## Text for analysis
The global interest and enormous resources available for the control of HIV has overshadowed the importance of reproductive health. However, investment in HIV offers an opportunity to strengthen other programmes, specifically reproductive health, because of synergies in HIV prevention. A recent review of benefits derived from reproductive health–HIV integration suggests a shift from an earlier trend of reproductive health services adding on HIV services towards more HIV programmes adding reproductive health services, and family planning in particular .
With the expansion of HIV treatment programmes, more people living with HIV (PLWH) intend to resume or are resuming sexually active lives and childbearing [6–9]. The unmet need for family planning among PLWH is significant in some countries. This represents an important missed opportunity as sexual activity and pregnancy among PLWH increases in the period after antiretroviral therapy (ART) initiation, even though the majority do not plan a pregnancy at the beginning of treatment [10–12]. The fear of disclosure of HIV status to male partners is an important contributing factor .
Family planning is an important component of HIV programmes to inform PLWH's reproductive decisions and decrease HIV transmission. Nigeria has approximately 3 million PLWH, the third largest number in the world after India and South Africa . HIV is transmitted predominantly through heterosexual encounters and still is a stigmatized epidemic in Nigeria [15–18]. Women constitute 58% of the adults infected with HIV in Nigeria . The estimated HIV seroprevalence among pregnant women in antenatal clinics (ANCs) is 4.6% . This ANC survey showed that HIV in Nigeria disproportionately affects those aged 15–24 years, with the number of infected young women almost double that of young men.
The reproductive health situation in Nigeria is poor. The unmet need for contraception in the general population is estimated at 17% and the contraceptive prevalence rate is low at 12.6% . Although access to HIV services has improved in the past 5 years, there has been no systematic effort to cater to the reproductive health needs of PLWH in the HIV programmes in public hospitals. By 2008, 215 ART sites in Nigeria served about 252 000 patients on ART .

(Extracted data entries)
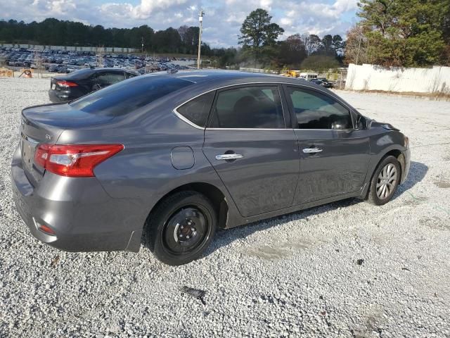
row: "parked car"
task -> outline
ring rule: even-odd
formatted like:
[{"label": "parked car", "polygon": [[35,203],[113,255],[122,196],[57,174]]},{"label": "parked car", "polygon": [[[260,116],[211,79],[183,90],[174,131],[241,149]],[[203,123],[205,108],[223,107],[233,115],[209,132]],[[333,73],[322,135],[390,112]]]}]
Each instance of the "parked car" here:
[{"label": "parked car", "polygon": [[328,81],[326,79],[317,79],[317,80],[311,80],[311,82],[316,84],[319,84],[326,88],[333,88],[333,84]]},{"label": "parked car", "polygon": [[[60,73],[66,73],[65,66],[59,69]],[[49,97],[52,102],[71,101],[139,75],[139,73],[134,70],[123,69],[80,69],[66,75],[52,77]]]},{"label": "parked car", "polygon": [[231,228],[356,197],[389,201],[409,170],[408,137],[335,94],[264,74],[143,75],[70,104],[22,112],[17,209],[68,251],[200,256]]}]

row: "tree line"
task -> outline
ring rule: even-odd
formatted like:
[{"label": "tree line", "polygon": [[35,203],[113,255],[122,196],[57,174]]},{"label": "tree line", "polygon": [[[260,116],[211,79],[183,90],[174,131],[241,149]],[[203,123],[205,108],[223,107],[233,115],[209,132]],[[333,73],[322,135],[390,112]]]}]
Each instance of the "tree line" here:
[{"label": "tree line", "polygon": [[[194,54],[198,45],[198,27],[181,26],[155,31],[145,25],[134,28],[105,28],[82,23],[45,19],[25,23],[0,21],[0,42],[53,46],[116,46],[146,52]],[[206,45],[205,46],[206,47]]]},{"label": "tree line", "polygon": [[[294,35],[285,41],[278,42],[283,29],[270,23],[271,17],[262,9],[250,14],[245,25],[262,20],[260,40],[253,42],[243,33],[242,48],[211,48],[202,43],[202,54],[212,59],[213,65],[219,68],[237,65],[252,66],[299,67],[310,55],[320,54],[334,60],[342,59],[344,42],[339,35]],[[272,30],[271,31],[271,29]],[[47,18],[40,23],[10,20],[0,20],[0,42],[5,43],[43,44],[53,46],[90,46],[129,47],[146,53],[174,53],[195,55],[198,48],[198,27],[183,25],[178,29],[169,27],[155,31],[148,25],[134,28],[105,28],[101,25],[88,25],[82,23]],[[255,44],[256,43],[256,44]],[[250,44],[252,45],[250,46]],[[254,53],[255,52],[255,53]],[[256,62],[255,62],[256,61]],[[329,60],[328,60],[329,61]],[[336,61],[333,64],[339,63]]]},{"label": "tree line", "polygon": [[[450,65],[450,0],[360,0],[358,6],[360,20],[347,32],[346,41],[339,35],[300,33],[281,39],[284,29],[266,10],[257,8],[243,23],[238,48],[211,48],[202,42],[202,55],[219,68]],[[155,31],[148,25],[105,28],[54,18],[0,21],[0,42],[139,50],[143,44],[147,53],[195,55],[198,35],[198,27],[186,25]]]},{"label": "tree line", "polygon": [[450,0],[360,0],[345,61],[385,66],[450,65]]}]

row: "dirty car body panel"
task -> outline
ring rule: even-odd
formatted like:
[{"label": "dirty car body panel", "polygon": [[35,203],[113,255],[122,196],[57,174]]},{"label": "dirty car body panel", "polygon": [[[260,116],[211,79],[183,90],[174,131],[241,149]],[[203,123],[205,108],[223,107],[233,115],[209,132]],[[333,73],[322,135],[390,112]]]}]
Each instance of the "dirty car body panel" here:
[{"label": "dirty car body panel", "polygon": [[[299,124],[297,114],[304,111],[295,111],[292,88],[332,102],[342,116],[348,113],[347,120],[326,130]],[[233,106],[226,106],[227,99],[219,107],[220,93],[227,90],[236,91],[227,94],[230,98],[241,96]],[[195,114],[181,113],[205,94],[210,101],[202,106],[201,123]],[[257,127],[249,127],[252,120],[242,122],[243,127],[226,126],[224,116],[238,115],[241,104],[257,106],[255,100],[276,107],[278,124],[266,124],[266,115],[258,115],[262,122]],[[229,228],[345,198],[364,199],[377,164],[390,151],[401,157],[401,182],[409,166],[409,146],[398,130],[366,118],[359,125],[359,113],[334,93],[278,76],[148,75],[71,104],[29,107],[22,115],[11,163],[17,209],[35,237],[68,251],[139,251],[151,211],[183,189],[217,192],[219,225]],[[36,163],[41,144],[120,144],[122,149],[97,164],[91,177],[68,177]],[[54,233],[41,231],[41,225]]]}]

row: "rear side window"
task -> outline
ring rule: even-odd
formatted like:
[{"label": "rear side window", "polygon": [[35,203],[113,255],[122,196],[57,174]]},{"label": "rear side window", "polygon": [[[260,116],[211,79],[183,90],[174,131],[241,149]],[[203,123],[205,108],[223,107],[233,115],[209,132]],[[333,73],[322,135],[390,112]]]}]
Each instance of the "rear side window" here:
[{"label": "rear side window", "polygon": [[214,100],[214,92],[210,92],[196,97],[179,107],[176,111],[194,125],[205,127]]},{"label": "rear side window", "polygon": [[175,77],[139,76],[94,92],[70,104],[86,113],[120,116],[191,84]]},{"label": "rear side window", "polygon": [[298,129],[352,129],[350,112],[328,95],[288,87]]},{"label": "rear side window", "polygon": [[219,92],[211,127],[284,128],[276,86],[254,86]]}]

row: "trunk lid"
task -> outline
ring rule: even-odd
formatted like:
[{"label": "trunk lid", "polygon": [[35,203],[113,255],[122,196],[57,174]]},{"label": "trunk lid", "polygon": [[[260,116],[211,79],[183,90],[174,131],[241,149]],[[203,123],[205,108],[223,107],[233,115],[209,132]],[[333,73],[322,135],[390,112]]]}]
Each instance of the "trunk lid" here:
[{"label": "trunk lid", "polygon": [[34,106],[22,111],[20,150],[23,169],[30,182],[36,186],[45,170],[34,161],[39,144],[55,144],[66,129],[76,129],[112,120],[72,108],[67,104]]}]

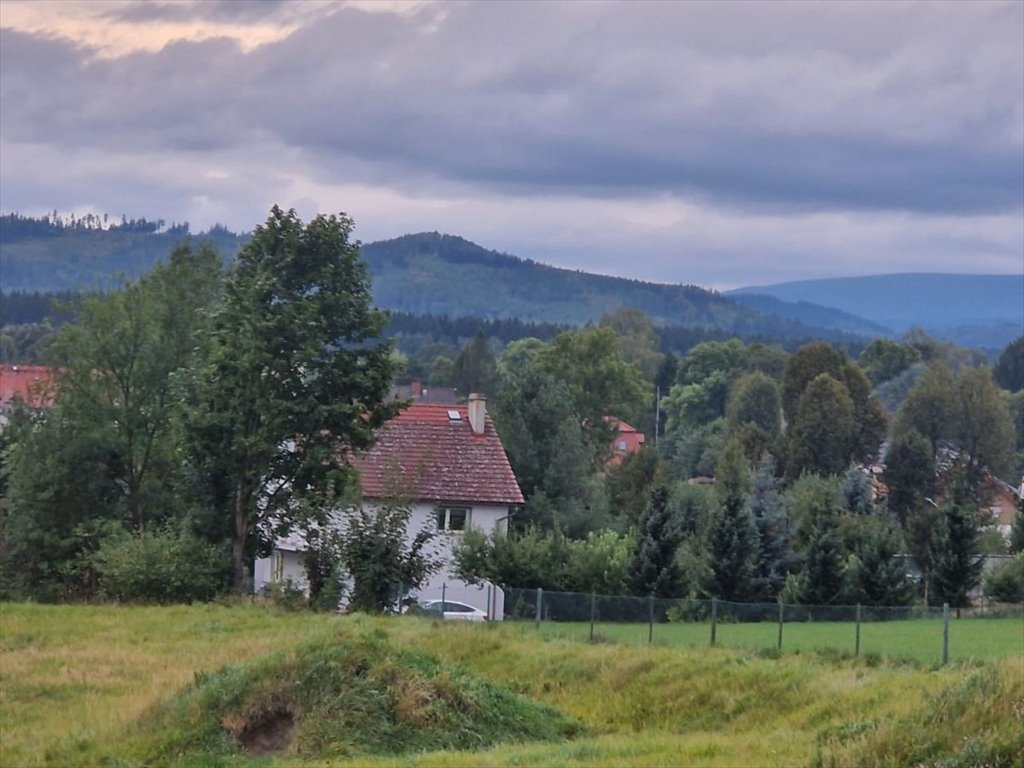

## Explore the material
- 1) According to the passage on HIV and reproductive health, what percentage of adults infected with HIV in Nigeria are women?
- 2) Explain why the passage on HIV and reproductive health calls the unmet need for family planning among people living with HIV an important missed opportunity.
- 3) Continue the passage on HIV and reproductive health from its last sentence.
The entries are separate material and not part of the passage on HIV and reproductive health.

## Responses for each task
- 1) Women make up 58% of the adults infected with HIV in Nigeria.

- 2) Sexual activity and pregnancy among people living with HIV increase in the period after antiretroviral therapy begins, even though most of them do not plan a pregnancy when treatment starts.

- 3)
The benefits of integrating family planning services are generally accepted. How to operationalize, monitor and evaluate integration efforts remains debatable. There is no blue print family planning–HIV integration model. More evidence on the effect of integrated services on utilization, coverage of services and quality of care is needed. The evaluation of family planning–HIV integration programmes seldom uses data from routine monitoring and evaluation (M&E) systems. The aim of this article is to assess the changes in service utilization in the Global HIV/AIDS Initiative Nigeria (GHAIN) supported public health facilities using data from routine M&E systems of family planning and three HIV service settings namely HCT, ART and PMTCT.
Setting and population
GHAIN is the largest U.S. President's Emergency Plan for AIDS Relief (PEPFAR) funded HIV programme worldwide, providing technical assistance to 115 comprehensive ART sites and over 300 feeder clinics in all the states of Nigeria. GHAIN has piloted the integration of family planning services in its HIV programme since 2007. This evaluation involved family planning, HCT, ART and PMTCT clinics in 71 public health facilities that serve low socioeconomic population groups in urban and rural areas. Prior to integration, the health facilities had HIV and family planning clinics co-located on the same premises, operating from different consultation rooms and waiting areas. These services had separate, vertical planning, management and implementation structures. In each state, there was a family planning coordinator and HIV coordinator overseeing the implementation of the programmes. HIV and family planning clinics used separate registers, parallel reporting structures, data flow and vertical supply chain management systems. Similar separations affected the human resources in HIV and family planning clinics. The traditional training of HIV and family planning providers was specialized. The isolated HIV service provider seldom initiated discussions about family planning methods with clients; similarly, clients in family planning clinics were not encouraged to know their HIV status. The service financing policy also differed between the two programmes within the same facility. Public hospitals providing both services had HIV services provided free of charge, but there was a charge for family planning commodities.
The intervention: a referral-based, co-located family planning–HIV integration model
GHAIN opted for a model that strengthened referral links in co-located family planning and HIV clinics to optimize the acceptability of the interventions by clients, service providers and programme managers. It offered confidentiality, and the providers were less reluctant to participate because changes to the scope of responsibility were not as pronounced as those in a one-provider/one-session model. The basic programmatic and service arrangements within the health facility were untouched: family planning and HIV services remained separated, they retained the same staff and used parallel supply chain management systems.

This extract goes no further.